*WHAT THE EXERCISE ASKS*: Copy every line of the records below word for word, omitting the pictures.

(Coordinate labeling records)
** begin **

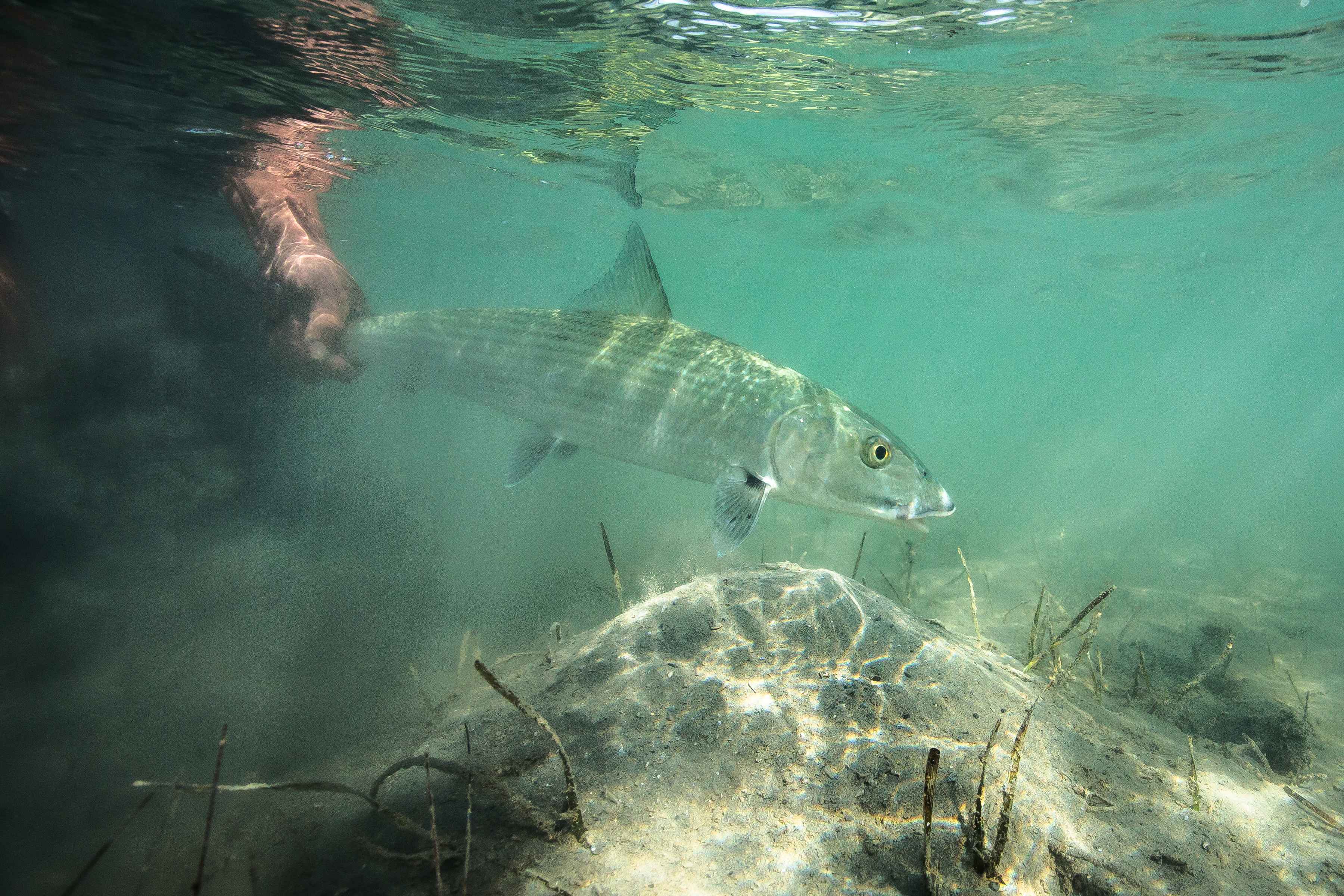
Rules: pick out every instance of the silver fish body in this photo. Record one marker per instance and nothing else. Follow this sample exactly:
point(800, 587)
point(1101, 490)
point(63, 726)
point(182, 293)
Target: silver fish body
point(644, 389)
point(640, 390)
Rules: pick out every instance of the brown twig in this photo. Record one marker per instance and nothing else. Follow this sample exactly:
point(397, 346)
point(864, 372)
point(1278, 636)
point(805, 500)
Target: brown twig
point(1194, 775)
point(911, 573)
point(893, 588)
point(1035, 626)
point(1322, 815)
point(319, 786)
point(611, 561)
point(975, 616)
point(1010, 790)
point(1073, 624)
point(429, 707)
point(1194, 683)
point(931, 778)
point(572, 793)
point(978, 820)
point(154, 847)
point(210, 812)
point(467, 852)
point(107, 846)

** end **

*ANSWER TO THIS PROBLEM*:
Rules: pick out every instance of the silver fish body in this photo. Record one marker per instance and nothing else. Follow this sample exactly:
point(800, 587)
point(1101, 490)
point(63, 726)
point(182, 293)
Target: silver fish body
point(644, 389)
point(640, 390)
Rules: pick out every instance of the brown twig in this photo. Record one marker per instance and nothing else. Follow this sample exactly:
point(397, 346)
point(864, 372)
point(1278, 636)
point(805, 500)
Target: brown twig
point(1194, 775)
point(911, 573)
point(893, 588)
point(1035, 626)
point(1322, 815)
point(319, 786)
point(611, 561)
point(975, 616)
point(1010, 790)
point(1073, 624)
point(429, 707)
point(1194, 683)
point(931, 778)
point(572, 793)
point(978, 820)
point(154, 847)
point(210, 812)
point(467, 852)
point(107, 846)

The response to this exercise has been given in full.